• _Goal of the exercise_
From the line containing "[point] at the tracksuit" through the end of the items, repeat every line but swap "police car" for "patrol car", leaving everything else unchanged.

BEGIN Records to process

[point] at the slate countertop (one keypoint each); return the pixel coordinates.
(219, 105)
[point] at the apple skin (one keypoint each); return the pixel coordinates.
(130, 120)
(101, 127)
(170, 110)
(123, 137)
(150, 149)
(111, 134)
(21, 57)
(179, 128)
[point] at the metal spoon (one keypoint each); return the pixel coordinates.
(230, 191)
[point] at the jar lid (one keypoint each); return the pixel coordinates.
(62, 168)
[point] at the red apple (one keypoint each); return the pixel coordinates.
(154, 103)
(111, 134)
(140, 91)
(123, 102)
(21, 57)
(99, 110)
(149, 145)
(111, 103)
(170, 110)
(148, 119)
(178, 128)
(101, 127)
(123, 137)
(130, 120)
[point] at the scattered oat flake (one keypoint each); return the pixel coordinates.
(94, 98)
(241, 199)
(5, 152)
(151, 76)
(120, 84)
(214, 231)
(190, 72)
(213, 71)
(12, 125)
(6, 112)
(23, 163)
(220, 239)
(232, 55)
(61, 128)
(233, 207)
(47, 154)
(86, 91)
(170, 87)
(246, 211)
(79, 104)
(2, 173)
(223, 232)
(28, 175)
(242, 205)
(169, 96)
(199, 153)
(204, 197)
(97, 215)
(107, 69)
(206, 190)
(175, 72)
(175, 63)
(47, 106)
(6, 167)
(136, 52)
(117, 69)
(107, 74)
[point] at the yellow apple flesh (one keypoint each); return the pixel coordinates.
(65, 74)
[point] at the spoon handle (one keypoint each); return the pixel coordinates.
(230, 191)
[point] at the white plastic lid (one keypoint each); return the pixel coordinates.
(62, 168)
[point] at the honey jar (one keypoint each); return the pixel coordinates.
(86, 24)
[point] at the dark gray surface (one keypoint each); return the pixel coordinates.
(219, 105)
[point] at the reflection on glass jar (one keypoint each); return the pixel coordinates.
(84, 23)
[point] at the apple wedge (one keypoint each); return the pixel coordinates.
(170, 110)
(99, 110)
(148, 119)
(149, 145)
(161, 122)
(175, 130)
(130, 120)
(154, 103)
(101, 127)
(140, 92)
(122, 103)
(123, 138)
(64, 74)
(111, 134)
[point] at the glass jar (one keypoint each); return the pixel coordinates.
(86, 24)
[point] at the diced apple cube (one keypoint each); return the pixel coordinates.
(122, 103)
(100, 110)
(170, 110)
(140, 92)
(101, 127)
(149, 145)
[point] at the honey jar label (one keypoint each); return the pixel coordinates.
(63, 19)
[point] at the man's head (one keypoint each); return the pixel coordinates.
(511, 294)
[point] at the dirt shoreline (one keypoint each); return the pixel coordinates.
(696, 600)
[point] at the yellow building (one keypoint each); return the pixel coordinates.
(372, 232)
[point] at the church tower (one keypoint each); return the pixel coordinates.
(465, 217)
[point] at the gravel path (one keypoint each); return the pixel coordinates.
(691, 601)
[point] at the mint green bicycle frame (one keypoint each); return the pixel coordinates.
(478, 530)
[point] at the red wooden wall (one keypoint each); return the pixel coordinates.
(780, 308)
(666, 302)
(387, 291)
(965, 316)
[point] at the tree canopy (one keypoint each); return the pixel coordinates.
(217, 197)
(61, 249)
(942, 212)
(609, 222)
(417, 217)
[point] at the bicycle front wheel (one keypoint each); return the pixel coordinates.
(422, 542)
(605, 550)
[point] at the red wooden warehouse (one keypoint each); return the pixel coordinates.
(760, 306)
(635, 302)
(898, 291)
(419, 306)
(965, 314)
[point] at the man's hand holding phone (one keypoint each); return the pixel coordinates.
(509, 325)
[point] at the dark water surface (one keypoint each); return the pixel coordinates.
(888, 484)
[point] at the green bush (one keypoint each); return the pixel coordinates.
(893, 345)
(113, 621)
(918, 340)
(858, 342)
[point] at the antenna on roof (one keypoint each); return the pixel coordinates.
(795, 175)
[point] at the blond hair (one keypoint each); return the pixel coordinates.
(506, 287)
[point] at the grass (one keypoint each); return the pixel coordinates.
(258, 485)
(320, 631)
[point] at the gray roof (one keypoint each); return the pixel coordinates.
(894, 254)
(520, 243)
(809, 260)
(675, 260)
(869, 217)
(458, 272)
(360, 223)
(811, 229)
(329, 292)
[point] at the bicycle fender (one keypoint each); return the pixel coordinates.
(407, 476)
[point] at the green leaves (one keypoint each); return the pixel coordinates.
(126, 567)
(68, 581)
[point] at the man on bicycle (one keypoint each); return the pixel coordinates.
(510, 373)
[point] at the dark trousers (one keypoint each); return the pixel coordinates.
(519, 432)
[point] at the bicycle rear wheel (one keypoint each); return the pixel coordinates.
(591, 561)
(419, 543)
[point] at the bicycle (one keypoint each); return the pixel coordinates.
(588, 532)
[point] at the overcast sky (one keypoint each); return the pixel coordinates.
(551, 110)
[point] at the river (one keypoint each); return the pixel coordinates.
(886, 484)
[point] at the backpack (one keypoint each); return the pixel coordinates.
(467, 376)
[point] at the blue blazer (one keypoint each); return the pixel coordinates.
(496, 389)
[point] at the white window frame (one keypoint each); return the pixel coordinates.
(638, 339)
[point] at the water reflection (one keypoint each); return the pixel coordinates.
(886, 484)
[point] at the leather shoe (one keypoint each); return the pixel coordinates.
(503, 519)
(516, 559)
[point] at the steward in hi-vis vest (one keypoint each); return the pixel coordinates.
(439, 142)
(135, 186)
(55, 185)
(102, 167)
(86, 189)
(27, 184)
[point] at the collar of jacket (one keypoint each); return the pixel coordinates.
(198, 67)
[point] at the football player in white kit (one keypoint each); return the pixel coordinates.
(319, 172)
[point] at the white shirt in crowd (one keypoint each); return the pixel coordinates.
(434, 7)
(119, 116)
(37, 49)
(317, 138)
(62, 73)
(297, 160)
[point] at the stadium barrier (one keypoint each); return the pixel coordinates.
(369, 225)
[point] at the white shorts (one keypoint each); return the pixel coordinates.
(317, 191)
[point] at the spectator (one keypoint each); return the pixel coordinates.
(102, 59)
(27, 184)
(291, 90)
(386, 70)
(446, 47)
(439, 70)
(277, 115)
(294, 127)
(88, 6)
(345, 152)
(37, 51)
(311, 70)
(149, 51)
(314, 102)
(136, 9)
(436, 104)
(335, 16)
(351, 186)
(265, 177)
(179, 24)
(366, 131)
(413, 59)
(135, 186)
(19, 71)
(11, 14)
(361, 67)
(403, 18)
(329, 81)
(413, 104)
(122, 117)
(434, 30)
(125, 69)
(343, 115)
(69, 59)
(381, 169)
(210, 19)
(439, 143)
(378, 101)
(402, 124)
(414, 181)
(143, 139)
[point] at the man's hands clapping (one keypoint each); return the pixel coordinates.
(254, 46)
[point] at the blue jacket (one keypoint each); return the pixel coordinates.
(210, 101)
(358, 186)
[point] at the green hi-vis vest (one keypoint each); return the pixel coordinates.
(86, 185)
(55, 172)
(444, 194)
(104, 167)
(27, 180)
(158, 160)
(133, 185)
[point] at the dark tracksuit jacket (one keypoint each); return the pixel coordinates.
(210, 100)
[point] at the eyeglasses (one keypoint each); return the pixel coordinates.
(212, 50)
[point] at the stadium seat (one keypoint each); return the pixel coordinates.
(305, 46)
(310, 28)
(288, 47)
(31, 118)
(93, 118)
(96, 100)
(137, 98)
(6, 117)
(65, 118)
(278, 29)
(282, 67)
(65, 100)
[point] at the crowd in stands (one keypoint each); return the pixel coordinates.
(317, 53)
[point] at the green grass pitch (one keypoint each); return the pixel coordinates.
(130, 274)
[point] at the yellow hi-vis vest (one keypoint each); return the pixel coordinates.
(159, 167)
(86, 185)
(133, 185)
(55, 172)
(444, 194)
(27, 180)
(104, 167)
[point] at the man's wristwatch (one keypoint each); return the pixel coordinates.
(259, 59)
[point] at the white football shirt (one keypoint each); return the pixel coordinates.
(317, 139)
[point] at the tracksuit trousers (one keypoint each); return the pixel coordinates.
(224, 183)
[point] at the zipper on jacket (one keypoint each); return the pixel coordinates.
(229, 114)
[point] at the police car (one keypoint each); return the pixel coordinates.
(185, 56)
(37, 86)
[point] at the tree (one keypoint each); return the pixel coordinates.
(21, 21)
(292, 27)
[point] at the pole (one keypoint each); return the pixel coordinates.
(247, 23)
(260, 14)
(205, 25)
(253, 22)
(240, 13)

END Records to process

• _Expected answer_
[point] at the tracksuit trousers (one keypoint each); return the pixel coordinates.
(224, 183)
[point] at the zipper on jacket (one keypoint each); return the pixel coordinates.
(229, 114)
[point] at the patrol car (one keypoint each); return the pixel coordinates.
(185, 56)
(37, 86)
[point] at the tree (one keypoint each); return the pixel coordinates.
(21, 21)
(292, 27)
[point] at the pole (one keypoint each); return the pixel coordinates.
(247, 23)
(260, 14)
(205, 25)
(253, 22)
(240, 13)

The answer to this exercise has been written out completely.